* **Task instructions**:
For each statement, answer yes or no on whether it agrees with the sediment trap notes, and quote the words of those notes that decide it: (a) The motor will need speed control. (b) The sample tube will be a PMMA tube. (c) The system must run for one month on its battery.
* Begin Quoted passage *
I will print a copper-PLA piece that will be placed next to the sediment trap during its first mission.
The idea is to test if it's fouling-proof, without risking the mission success.

PCB grid

global architecture

This is a view of the inside.

• At the top, there is the input funnel.
• The funnel is screwed in a adaptation piece. The trap should be easy to assemble and disassemble to allow transport by plane and samples retrieval under water.
• The adaptation piece is glued to a PVC pipe. This pipe will be the external body of the sediment trap.
• The sample tube will be put inside the PVC pipe. It will be a PMMA tube with a rubber cap at the bottom.
  It will be hold in place between the bottom of the PVC tube and the bottom of the funnel.
• The disk dispenser and the top part of the funnel needs to be added.

Electronic circuit

Requirements

• Simple motor control: CW and CCW rotations, but no speed control.
• motor position sensor: we need to know how much turns the motor turns
• Real-time clock to count the number of days to wait between disk drops. No need for a "full" calendar.
• deep sleep mode: the system must works for one year on its battery. Each part must have a minimal quiescent current.

Motor choice

DC vs. stepper

Motor control circuit

To minimize the quiescent current, the best choice is to make a H-bridge with discrete MOSFET transistors. PWM won't be needed as the motor will always be turning at full speed.

Real time clock

Two solutions:

• use an external RTCC that will wake the microcontroller up when needed
• use the internal microcontroller oscillator to implement a software RTC

The choice will mainly depend on the power consumption of each solution.
* End Quoted passage *
* Begin Supplied data *
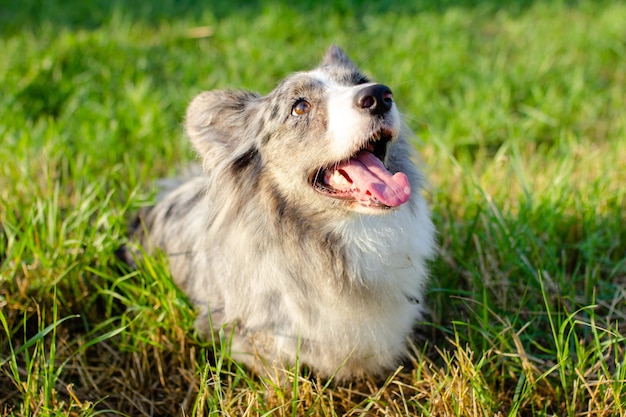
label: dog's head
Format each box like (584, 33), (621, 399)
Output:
(186, 46), (411, 213)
* End Supplied data *
* **Exercise answer**:
(a) No: "Simple motor control: CW and CCW rotations, but no speed control."
(b) Yes: "It will be a PMMA tube with a rubber cap at the bottom."
(c) No: "the system must works for one year on its battery."